▶ Document excerpt
***

Ten years later, in 1904, the same pattern returned in Washington State — this time not in a club but in a campaign — and from within his own party. Coon was the Republican nominee for lieutenant governor.

The “war on Coon” was launched shortly after the convention by men who wanted Coon off the ticket so they could install an Eastern Washington man. Eastern railway managers had needed Coon to carry the northwest counties in a recent election, but they had no more use for him. Even papers hostile to Coon seemed uneasy with the charge, which was so ugly that it was printed mostly through denial.
A defense of him in the July 14, 1904, Anacortes American named the smear by condemning it: “the false statement that Charles E. Coon is the Oscar Wilde of Washington Republicanism.”

***

▶ Task goal
In the excerpt about Charles E. Coon, which office was Coon the Republican nominee for in 1904?

***

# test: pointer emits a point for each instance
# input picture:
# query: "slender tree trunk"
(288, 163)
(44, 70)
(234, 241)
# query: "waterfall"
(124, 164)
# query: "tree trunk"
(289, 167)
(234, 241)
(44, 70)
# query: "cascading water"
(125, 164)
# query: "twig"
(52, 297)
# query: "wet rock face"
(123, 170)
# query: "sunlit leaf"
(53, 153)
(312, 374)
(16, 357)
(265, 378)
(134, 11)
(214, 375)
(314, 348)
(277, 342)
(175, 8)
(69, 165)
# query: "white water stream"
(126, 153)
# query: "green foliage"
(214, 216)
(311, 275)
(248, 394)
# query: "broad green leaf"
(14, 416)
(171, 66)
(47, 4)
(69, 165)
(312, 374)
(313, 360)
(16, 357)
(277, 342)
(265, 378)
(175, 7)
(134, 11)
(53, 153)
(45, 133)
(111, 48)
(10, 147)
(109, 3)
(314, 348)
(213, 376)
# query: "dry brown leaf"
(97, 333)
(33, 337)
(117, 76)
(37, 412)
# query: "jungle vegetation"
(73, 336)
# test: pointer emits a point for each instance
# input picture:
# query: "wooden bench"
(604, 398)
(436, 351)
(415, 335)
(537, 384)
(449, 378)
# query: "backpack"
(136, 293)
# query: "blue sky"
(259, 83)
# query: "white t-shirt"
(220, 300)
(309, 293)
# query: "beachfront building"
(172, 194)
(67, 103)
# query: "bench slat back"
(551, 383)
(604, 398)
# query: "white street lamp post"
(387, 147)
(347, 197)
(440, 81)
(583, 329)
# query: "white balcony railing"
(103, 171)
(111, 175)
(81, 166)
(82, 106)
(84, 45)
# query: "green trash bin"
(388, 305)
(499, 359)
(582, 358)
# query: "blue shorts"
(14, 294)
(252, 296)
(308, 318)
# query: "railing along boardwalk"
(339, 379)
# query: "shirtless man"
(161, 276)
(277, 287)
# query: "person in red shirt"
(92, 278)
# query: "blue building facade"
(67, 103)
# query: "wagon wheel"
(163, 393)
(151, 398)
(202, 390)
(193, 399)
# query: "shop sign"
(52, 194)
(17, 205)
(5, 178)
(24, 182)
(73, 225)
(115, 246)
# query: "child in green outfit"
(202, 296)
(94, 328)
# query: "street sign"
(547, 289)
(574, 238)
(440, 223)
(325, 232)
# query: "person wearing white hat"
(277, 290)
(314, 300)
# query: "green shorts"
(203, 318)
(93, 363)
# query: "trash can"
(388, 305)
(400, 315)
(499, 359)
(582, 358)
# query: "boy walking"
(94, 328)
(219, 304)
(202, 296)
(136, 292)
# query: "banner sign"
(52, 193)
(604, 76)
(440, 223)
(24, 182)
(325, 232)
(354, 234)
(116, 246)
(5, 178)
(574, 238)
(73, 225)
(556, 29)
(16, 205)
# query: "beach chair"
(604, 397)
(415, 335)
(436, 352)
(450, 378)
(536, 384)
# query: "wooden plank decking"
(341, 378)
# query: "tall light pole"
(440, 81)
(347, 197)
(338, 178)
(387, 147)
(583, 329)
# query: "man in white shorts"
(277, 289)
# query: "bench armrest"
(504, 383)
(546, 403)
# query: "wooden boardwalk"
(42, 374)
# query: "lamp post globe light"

***

▶ Written response
Lieutenant governor of Washington State.